§ Entries shown:
>> begin
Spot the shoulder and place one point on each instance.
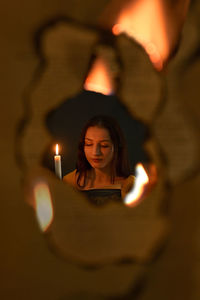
(71, 178)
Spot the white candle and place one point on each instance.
(57, 163)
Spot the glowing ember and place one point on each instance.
(99, 79)
(141, 180)
(43, 205)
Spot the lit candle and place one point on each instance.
(57, 162)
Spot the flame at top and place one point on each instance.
(141, 180)
(99, 79)
(144, 21)
(57, 149)
(43, 205)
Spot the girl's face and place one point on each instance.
(98, 147)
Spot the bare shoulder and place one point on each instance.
(70, 178)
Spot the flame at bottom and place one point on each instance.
(43, 205)
(135, 193)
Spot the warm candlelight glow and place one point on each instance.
(57, 149)
(144, 21)
(99, 79)
(141, 180)
(43, 205)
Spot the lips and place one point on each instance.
(97, 160)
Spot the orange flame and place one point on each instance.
(144, 21)
(57, 149)
(43, 205)
(141, 180)
(98, 79)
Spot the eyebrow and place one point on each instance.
(99, 141)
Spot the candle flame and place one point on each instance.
(57, 149)
(99, 79)
(137, 19)
(141, 180)
(43, 205)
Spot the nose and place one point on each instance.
(97, 149)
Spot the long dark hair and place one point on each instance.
(120, 162)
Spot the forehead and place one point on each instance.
(97, 134)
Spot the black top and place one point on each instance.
(102, 196)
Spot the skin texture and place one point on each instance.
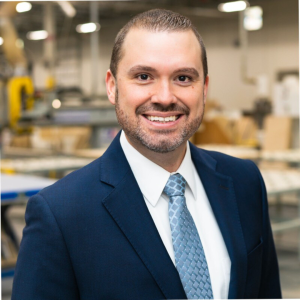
(159, 74)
>> end
§ Job:
Copy out the whole listing above line for line, leaving out the pictures.

§ Reply:
Spot the shoulder and place one point on each instance.
(71, 178)
Spot the white candle and place one point on each instance.
(57, 163)
Spot the glowing ember and place one point on each instance.
(99, 79)
(141, 180)
(43, 205)
Spot the lit candle and place one point on each instance.
(57, 162)
Spot the flame at top and place one point on each instance.
(141, 180)
(99, 79)
(144, 21)
(57, 149)
(43, 205)
Spot the girl's face and place one point on each instance.
(98, 147)
Spot the bare shoulder and place one point on each instance.
(70, 178)
Spot the flame at bottom and place one point on each instance.
(43, 205)
(135, 193)
Spot the warm candlelight glow and place one point on each instance.
(57, 149)
(144, 21)
(99, 79)
(141, 180)
(43, 205)
Spot the lips and place one point on each instance.
(97, 160)
Spot the orange flame and place one point on each instance.
(144, 21)
(57, 149)
(43, 205)
(141, 180)
(98, 79)
Spot the eyebrow and place one point on each instance.
(99, 141)
Spot the candle flame and place one point on each instance.
(57, 149)
(99, 79)
(137, 19)
(141, 180)
(43, 205)
Spot the nose and place one point on each instance.
(97, 149)
Spot the long dark hair and place one point on each instance.
(120, 162)
Spot the forehead and place one point on each instance.
(97, 134)
Spot the black top and place one point on each instance.
(102, 196)
Spot the skin texture and place one point on each instance.
(159, 74)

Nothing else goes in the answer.